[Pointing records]
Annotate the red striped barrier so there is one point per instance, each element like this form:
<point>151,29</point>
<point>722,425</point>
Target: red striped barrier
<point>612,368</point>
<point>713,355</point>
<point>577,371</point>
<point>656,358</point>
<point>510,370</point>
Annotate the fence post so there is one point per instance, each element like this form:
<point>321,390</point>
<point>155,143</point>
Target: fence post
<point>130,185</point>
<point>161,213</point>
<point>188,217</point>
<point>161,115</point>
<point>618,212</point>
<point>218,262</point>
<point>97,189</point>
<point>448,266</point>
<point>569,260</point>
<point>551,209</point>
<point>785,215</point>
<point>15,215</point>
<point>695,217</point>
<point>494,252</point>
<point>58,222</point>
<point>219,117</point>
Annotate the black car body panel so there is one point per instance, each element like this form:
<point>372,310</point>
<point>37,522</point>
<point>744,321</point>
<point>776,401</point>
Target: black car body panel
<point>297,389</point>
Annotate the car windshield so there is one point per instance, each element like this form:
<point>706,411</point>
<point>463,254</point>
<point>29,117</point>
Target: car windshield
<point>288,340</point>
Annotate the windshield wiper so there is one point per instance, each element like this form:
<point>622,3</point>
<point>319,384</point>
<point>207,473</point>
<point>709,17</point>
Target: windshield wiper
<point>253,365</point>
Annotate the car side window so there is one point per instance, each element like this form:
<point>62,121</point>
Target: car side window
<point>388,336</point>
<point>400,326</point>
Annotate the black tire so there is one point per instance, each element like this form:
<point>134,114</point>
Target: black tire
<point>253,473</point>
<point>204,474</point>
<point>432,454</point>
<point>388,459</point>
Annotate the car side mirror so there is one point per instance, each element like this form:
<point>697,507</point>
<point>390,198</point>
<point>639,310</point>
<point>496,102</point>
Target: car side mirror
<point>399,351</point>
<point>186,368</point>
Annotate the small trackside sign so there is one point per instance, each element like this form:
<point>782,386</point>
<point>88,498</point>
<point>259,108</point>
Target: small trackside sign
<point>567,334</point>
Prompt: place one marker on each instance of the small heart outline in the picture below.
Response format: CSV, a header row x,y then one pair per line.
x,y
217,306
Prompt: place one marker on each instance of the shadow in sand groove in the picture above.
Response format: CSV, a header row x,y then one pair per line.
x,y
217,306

• _Task details_: Could you render the items above as a JSON list of strings, one string for each line, with blank lines left out?

• _Task result_:
[
  "Annotate the red striped barrier so there is one point per instance, each element like this form:",
  "<point>151,29</point>",
  "<point>722,425</point>",
  "Target: red striped barrier",
  "<point>612,368</point>",
  "<point>713,355</point>",
  "<point>577,371</point>",
  "<point>656,358</point>",
  "<point>510,370</point>",
  "Annotate the fence post so there is one point per instance, each element like this form:",
  "<point>321,390</point>",
  "<point>155,143</point>",
  "Target: fence post",
  "<point>130,185</point>",
  "<point>161,213</point>",
  "<point>188,217</point>",
  "<point>161,115</point>",
  "<point>618,212</point>",
  "<point>218,262</point>",
  "<point>97,189</point>",
  "<point>448,266</point>",
  "<point>569,260</point>",
  "<point>551,209</point>",
  "<point>785,215</point>",
  "<point>15,215</point>",
  "<point>695,217</point>",
  "<point>494,252</point>",
  "<point>58,222</point>",
  "<point>219,117</point>",
  "Annotate the black car body panel so there is one point per instance, each element like this form:",
  "<point>372,310</point>",
  "<point>37,522</point>",
  "<point>744,321</point>",
  "<point>776,401</point>",
  "Target: black car body panel",
  "<point>297,389</point>",
  "Annotate the car windshield so there is one point per instance, each element like this form:",
  "<point>706,411</point>",
  "<point>463,254</point>",
  "<point>29,117</point>",
  "Target: car windshield",
  "<point>288,340</point>",
  "Annotate the windshield wiper so there is one point per instance, each element like this form:",
  "<point>622,3</point>",
  "<point>319,384</point>",
  "<point>207,473</point>",
  "<point>709,17</point>",
  "Target: windshield wiper",
  "<point>253,365</point>",
  "Annotate the car side window so there is one point per instance, each element like this form:",
  "<point>62,121</point>",
  "Target: car side window",
  "<point>388,336</point>",
  "<point>400,326</point>",
  "Annotate the black tire so there is one point per instance, each element like this form:",
  "<point>134,114</point>",
  "Target: black tire",
  "<point>253,473</point>",
  "<point>204,474</point>",
  "<point>432,454</point>",
  "<point>388,459</point>",
  "Annotate the car side mirror so there is one point per instance, each element like this form:",
  "<point>697,507</point>",
  "<point>390,198</point>",
  "<point>639,310</point>",
  "<point>496,102</point>",
  "Target: car side mirror",
  "<point>399,351</point>",
  "<point>186,368</point>",
  "Annotate the small trackside sign so there is one point per instance, each element like this form:",
  "<point>782,386</point>",
  "<point>88,498</point>",
  "<point>259,108</point>",
  "Target: small trackside sign",
  "<point>567,334</point>",
  "Prompt: place one marker on each instance of the small heart outline in the picture below.",
  "Response format: CSV, a header row x,y then one pair per line.",
  "x,y",
  "217,306",
  "Prompt: place one marker on each instance of the shadow in sand groove in the picture above.",
  "Response format: CSV, a header row x,y then one pair per line.",
  "x,y",
  "217,306"
]